## [Texte source]
------------------------
Certainement pas. Ce que nous vivons actuellement est un avertissement avec frais, certes très lourds, mais qui pourraient être négligeables en comparaison de ce qui risque d’advenir dans le futur. Selon l’Organisation mondiale de la santé (OMS), d’autres pandémies sont à craindre. Le rythme de la mondialisation, des échanges commerciaux, la déforestation incessante qui met en contact l’être humain avec des animaux sauvages porteurs de virus jusque-là inconnus, sont des facteurs majeurs de propagation de nouvelles maladies. Croire que l’on pourra revenir à la vie normale serait faire preuve de naïveté ou d’insouciance coupable. J’ai retrouvé un petit lot de coupures de presse datant de 2003 à 2004. Ce petit dossier, je l’avais constitué durant la propagation du Syndrome respiratoire aigu sévère (SRAS) provoqué par le coronavirus SARS-CoV-1 apparu, lui aussi, en Chine.

 

A cette époque, tout ce que nous vivons aujourd’hui avait été déjà décrit. Les origines possibles de ce virus, les dégâts nés de la destruction de la nature, la nécessité pour les pays de se préparer à des pandémies majeures. Tout a été écrit mais tout a été oublié. Le SRAS fut une première alerte qui causa quelques milliers de victimes en touchant essentiellement l’Asie. Mais la mise en garde fut ignorée. Nous vivons aujourd’hui le deuxième rappel à l’ordre. Dans un monde parfait, avec des dirigeants politiques sérieux et compétents, l’urgence serait de se préparer dès maintenant à la troisième vague qui pourrait être dévastatrice. Gardons en tête que dans le malheur qui s’est abattu sur l’humanité en 2020, il y a tout de même eu un miracle : celui de la résistance de centaines de millions de jeunes personnes et d’enfants au virus. Qui peut jurer que le prochain coronavirus sera aussi « discriminant » ?
------------------------
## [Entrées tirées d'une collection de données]
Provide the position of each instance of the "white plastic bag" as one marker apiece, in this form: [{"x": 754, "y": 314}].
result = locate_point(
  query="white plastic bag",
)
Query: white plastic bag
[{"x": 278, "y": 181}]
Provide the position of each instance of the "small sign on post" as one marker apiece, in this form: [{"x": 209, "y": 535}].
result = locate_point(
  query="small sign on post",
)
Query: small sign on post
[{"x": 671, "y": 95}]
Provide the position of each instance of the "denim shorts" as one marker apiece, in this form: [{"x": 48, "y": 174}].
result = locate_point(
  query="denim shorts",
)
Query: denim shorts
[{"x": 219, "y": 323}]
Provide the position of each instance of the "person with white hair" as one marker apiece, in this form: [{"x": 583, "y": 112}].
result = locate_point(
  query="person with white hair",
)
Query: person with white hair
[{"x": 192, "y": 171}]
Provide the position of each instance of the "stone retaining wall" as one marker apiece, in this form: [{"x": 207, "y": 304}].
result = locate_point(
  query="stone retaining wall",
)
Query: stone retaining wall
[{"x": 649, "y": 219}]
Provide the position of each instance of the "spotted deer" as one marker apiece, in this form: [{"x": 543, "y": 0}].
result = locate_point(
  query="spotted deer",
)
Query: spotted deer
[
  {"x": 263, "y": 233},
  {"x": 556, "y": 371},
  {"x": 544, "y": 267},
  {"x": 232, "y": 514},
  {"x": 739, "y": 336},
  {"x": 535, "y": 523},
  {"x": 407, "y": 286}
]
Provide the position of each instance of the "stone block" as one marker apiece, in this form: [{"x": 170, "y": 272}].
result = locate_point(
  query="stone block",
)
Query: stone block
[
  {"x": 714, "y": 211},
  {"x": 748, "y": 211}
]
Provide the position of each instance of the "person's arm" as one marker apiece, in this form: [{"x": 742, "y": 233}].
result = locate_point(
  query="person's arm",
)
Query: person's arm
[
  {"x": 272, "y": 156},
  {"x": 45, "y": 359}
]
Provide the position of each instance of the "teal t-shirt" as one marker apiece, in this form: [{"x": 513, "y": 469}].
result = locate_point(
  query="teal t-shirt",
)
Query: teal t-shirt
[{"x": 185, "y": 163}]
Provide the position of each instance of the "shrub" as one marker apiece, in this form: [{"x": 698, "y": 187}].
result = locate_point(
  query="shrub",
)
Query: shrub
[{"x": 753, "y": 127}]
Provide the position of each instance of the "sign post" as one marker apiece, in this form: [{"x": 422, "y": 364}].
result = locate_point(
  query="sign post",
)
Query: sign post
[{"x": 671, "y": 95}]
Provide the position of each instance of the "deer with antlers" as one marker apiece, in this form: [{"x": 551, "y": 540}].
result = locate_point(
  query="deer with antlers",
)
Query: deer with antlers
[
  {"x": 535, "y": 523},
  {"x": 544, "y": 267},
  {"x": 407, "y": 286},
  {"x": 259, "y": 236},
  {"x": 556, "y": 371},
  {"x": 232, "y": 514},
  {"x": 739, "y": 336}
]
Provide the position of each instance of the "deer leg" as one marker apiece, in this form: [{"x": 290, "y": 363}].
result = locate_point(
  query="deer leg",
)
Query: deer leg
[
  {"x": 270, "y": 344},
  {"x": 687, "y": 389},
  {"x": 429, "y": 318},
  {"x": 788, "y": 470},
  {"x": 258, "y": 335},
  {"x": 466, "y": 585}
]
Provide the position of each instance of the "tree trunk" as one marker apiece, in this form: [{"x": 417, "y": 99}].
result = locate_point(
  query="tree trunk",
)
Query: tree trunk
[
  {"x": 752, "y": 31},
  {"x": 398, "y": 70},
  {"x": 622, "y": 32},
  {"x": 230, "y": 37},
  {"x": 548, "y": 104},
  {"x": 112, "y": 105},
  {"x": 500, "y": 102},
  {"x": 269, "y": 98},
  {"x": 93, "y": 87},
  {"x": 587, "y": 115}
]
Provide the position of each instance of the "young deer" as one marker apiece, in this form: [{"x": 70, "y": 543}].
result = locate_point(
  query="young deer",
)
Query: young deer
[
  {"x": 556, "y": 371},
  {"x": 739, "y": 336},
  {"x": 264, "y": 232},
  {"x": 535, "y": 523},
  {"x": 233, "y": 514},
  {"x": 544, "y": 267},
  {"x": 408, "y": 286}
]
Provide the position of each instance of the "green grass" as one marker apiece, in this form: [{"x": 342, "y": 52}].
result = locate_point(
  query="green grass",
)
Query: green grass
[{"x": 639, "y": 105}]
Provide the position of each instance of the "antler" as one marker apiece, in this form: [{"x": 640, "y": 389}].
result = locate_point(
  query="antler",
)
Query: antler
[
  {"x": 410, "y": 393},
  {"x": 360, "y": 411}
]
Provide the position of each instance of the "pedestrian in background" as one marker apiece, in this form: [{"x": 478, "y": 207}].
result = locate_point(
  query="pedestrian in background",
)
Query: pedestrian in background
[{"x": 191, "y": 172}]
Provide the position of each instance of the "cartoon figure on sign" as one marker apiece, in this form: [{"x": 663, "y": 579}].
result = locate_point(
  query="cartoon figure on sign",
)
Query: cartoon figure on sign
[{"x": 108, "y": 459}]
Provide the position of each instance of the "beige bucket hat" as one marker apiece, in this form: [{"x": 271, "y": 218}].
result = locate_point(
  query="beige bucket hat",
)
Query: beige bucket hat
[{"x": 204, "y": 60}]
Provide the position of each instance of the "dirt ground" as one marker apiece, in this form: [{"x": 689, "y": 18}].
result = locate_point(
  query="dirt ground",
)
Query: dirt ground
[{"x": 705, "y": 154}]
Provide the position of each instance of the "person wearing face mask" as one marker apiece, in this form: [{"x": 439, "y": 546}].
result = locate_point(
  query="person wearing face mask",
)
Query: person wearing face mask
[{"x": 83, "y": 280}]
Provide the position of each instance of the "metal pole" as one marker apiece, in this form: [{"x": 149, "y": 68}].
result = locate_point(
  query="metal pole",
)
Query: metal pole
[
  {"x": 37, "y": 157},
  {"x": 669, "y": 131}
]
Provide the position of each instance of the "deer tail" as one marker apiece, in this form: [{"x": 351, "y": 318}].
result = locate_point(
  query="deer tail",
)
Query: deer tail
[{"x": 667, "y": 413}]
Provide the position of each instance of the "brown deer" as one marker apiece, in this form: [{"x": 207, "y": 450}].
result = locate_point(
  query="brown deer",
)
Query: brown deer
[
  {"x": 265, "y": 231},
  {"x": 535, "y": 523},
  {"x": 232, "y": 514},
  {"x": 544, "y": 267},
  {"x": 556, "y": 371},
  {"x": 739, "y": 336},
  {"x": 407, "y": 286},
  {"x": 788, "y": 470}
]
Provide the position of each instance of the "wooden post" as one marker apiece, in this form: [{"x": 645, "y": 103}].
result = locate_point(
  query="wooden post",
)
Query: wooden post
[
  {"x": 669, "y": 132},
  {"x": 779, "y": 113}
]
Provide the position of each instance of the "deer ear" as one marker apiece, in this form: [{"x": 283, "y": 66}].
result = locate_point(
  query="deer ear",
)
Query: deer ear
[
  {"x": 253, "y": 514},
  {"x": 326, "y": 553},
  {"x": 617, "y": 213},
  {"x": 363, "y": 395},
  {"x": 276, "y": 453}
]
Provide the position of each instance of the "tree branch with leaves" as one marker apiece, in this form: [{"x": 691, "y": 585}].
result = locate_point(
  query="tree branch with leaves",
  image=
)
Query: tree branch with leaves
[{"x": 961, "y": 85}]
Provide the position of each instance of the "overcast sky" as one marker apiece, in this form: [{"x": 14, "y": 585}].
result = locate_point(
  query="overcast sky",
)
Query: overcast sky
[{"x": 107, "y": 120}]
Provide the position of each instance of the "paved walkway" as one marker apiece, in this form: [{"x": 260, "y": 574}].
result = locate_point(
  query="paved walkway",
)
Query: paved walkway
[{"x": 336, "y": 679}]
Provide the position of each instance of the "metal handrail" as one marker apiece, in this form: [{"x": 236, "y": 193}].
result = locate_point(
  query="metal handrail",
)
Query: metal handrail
------------------------
## [Objectif de l'exercice]
Poursuivez le texte sur la menace de futures pandémies en reprenant juste après sa dernière phrase.

## [Résultat]
 

En fin d’année, il est de tradition de distinguer les faits saillants et les femmes et les hommes qui ont marqué les trois-cent soixante jours écoulés. Chacun a son idée et le choix est purement subjectif. Il y a un an (1), je considérais que le peuple algérien méritait le titre de personnalité de l’année 2020 (en excluant les cachiristes et les opportunistes qui nous parlent de modération ou de je ne sais quelle prostitution de l’esprit). Pour 2020, que l’on me permette d’effectuer un double choix. En premier, saluons le personnel soignant qui a été, et qui continue à l’être, au front contre le Covid-19. Respect et chapeau bas à celles et ceux qui n’ont pas hésité à faire leur travail, qui n’ont pas abandonné leur poste malgré les risques pour eux et leurs familles. Respect et chapeau bas aux soignantes et aux soignants dont les affections respiratoires et la réanimation ne sont pas leur spécialité mais qui se sont portés volontaires pour seconder leurs collègues épuisés. Hommage aussi aux disparus. Partout dans ce monde - où des politiques inconscients ont organisé la précarisation des secteurs hospitaliers, partout donc, en Algérie comme en France, des médecins, des infirmières, des personnels de salle sont morts à cause de ce virus. Sans le dévouement de ces femmes et de ces hommes, la bataille serait perdue depuis longtemps. Honneur pour elles. Honneur pour eux.

 

Mon second choix se porte sur les prisonniers d’opinion en Algérie. Le Covid-19 a hélas enrayé la mécanique du Hirak. Mais l’affaire est loin d’être terminée. Ces reclus ne sont ni des criminels ni des voyous. Ils ont montré que deux décennies de bouteflikisme n’avaient pas empêché le combat pour des convictions fut-ce au risque d’aller en prison. Nous ne le disons pas assez. Nous ne le proclamons pas assez. Il faudrait le rappeler tous les jours : les prisonniers d’opinion sont l’honneur de l’Algérie. Ils sont, eux aussi, les personnalités de l’année.